◆ Les consignes ◆
(A) D'après le texte proposé, quel âge a Martial, le libraire dont Francis fait la connaissance ?
(B) Repérez dans le relevé chaque ligne où figure le mot « logo », puis recopiez-les toutes.

◆ Texte proposé ◆
- - - - - - -

Or, dans Auto-Uchronia, dès 1965, tout déraille. Après une interdiction paternelle particulièrement injuste, Francis obtient la permission d’une sortie pour des achats de fournitures qui lui laisse « le sentiment de n’être qu’un carnet de notes sur pattes ». C’est à cette occasion qu’il fait la connaissance de Martial, un libraire gay de vingt-huit ans originaire du Sud-Ouest. Devant le désarroi de l’étudiant, Martial lui fait une proposition qui peut tout changer : partir de chez ses parents, abandonner ses études et se consacrer à la littérature. Pour cela, le libraire lui assure un logement et un travail à la librairie. Mais, à l’époque, la majorité civile est de vingt-et-un ans, Francis doit donc aussi prendre une fausse identité, légèrement plus âgée, pour échapper clandestinement à la tutelle de ses parents, et éviter l’accusation de détournement de mineur. Une autre existence est-elle possible ?

Malgré son titre, Auto-Uchronia ne peut pas vraiment être une uchronie : au sens strict, l’uchronie revisite l’histoire au niveau mondial ou national, en imaginant une autre issue à un important événement historique. Le dernier roman de Francis Berthelot relève plutôt de l’autofiction : le narrateur et personnage principal porte bien le nom de l’auteur, ils partagent en commun plusieurs éléments de leur vie, mais des différences apparaissent, la fiction transforme la réalité et détourne de son chemin tout tracé ce qui s’annonçait comme un récit autobiographique. Si les anecdotes finement racontées dans la première moitié sont assurément authentiques, la volonté de se distancer de la réalité transparaît déjà dans le choix de modifier les prénoms des proches : le frère aîné, ce n’est pas le mathématicien Pierre Berthelot, disparu en décembre 2023, mais un Serge tout aussi généreux et adoré.

- - - - - - -

Relevés d'annotations par coordonnées
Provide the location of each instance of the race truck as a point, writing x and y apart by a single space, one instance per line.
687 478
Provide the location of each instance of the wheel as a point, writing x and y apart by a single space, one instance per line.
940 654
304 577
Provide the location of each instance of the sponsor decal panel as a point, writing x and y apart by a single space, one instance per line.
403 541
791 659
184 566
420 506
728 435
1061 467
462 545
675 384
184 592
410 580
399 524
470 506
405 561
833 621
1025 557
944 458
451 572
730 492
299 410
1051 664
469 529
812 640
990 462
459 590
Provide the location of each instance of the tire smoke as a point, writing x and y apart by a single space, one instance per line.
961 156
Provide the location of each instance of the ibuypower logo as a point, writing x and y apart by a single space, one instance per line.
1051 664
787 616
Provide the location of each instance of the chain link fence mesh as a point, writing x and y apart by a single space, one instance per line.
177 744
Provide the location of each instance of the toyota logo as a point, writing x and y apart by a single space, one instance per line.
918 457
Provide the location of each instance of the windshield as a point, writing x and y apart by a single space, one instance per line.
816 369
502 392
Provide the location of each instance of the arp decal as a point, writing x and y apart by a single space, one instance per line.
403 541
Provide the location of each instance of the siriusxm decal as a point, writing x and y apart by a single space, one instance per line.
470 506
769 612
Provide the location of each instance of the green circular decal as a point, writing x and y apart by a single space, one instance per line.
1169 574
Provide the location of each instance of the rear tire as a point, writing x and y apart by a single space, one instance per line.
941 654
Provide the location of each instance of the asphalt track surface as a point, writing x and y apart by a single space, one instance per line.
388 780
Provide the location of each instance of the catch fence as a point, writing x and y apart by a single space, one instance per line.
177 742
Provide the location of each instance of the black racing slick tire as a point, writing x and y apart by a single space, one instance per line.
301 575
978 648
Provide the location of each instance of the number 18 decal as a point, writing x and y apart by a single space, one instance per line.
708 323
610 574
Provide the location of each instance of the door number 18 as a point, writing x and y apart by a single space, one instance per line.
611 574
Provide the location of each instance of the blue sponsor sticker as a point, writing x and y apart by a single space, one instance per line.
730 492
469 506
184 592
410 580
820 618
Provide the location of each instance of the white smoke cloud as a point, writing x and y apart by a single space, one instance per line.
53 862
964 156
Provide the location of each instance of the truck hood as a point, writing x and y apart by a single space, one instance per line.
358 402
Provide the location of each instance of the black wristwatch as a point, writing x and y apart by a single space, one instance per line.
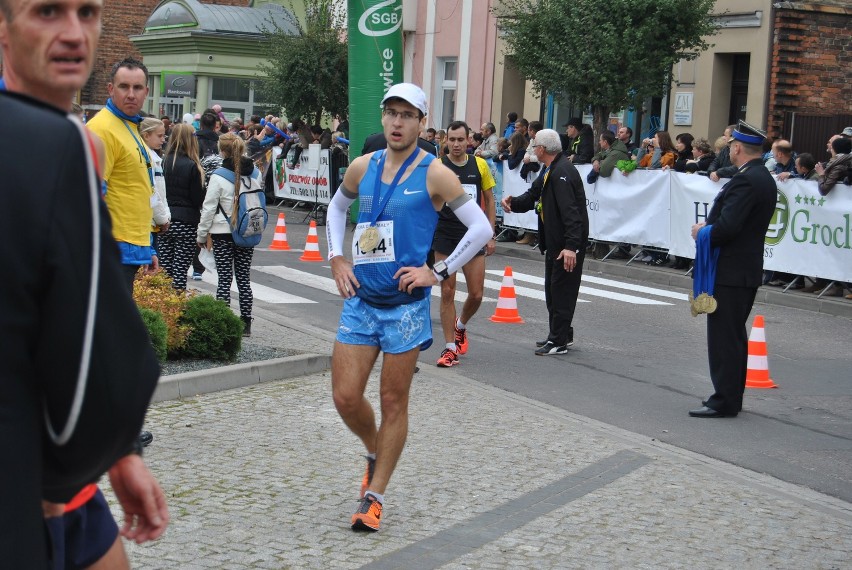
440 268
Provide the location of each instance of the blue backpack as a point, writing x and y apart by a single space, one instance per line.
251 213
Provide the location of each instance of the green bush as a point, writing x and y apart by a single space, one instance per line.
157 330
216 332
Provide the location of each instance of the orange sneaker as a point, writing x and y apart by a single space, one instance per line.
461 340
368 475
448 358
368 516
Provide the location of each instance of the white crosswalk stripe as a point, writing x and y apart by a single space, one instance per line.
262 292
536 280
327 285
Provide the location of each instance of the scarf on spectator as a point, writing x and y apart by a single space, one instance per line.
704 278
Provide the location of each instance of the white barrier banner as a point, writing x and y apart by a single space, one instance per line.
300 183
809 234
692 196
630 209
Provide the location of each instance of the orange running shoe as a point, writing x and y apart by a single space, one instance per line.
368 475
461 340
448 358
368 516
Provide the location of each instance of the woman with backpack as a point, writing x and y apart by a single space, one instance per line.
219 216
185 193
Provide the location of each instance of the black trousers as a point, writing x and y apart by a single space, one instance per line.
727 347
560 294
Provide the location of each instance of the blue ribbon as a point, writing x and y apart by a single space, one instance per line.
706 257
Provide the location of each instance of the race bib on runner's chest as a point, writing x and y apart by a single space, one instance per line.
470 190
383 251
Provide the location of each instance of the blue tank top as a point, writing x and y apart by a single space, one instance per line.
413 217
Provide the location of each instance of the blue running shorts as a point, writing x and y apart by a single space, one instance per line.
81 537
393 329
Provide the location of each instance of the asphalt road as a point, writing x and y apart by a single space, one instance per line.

- - - - - - -

◆ Réponses de l'exercice ◆
(A) Martial a vingt-huit ans.

(B)
Provide the location of each instance of the ibuypower logo as a point, writing x and y apart by a single space, one instance per line.
Provide the location of each instance of the toyota logo as a point, writing x and y apart by a single space, one instance per line.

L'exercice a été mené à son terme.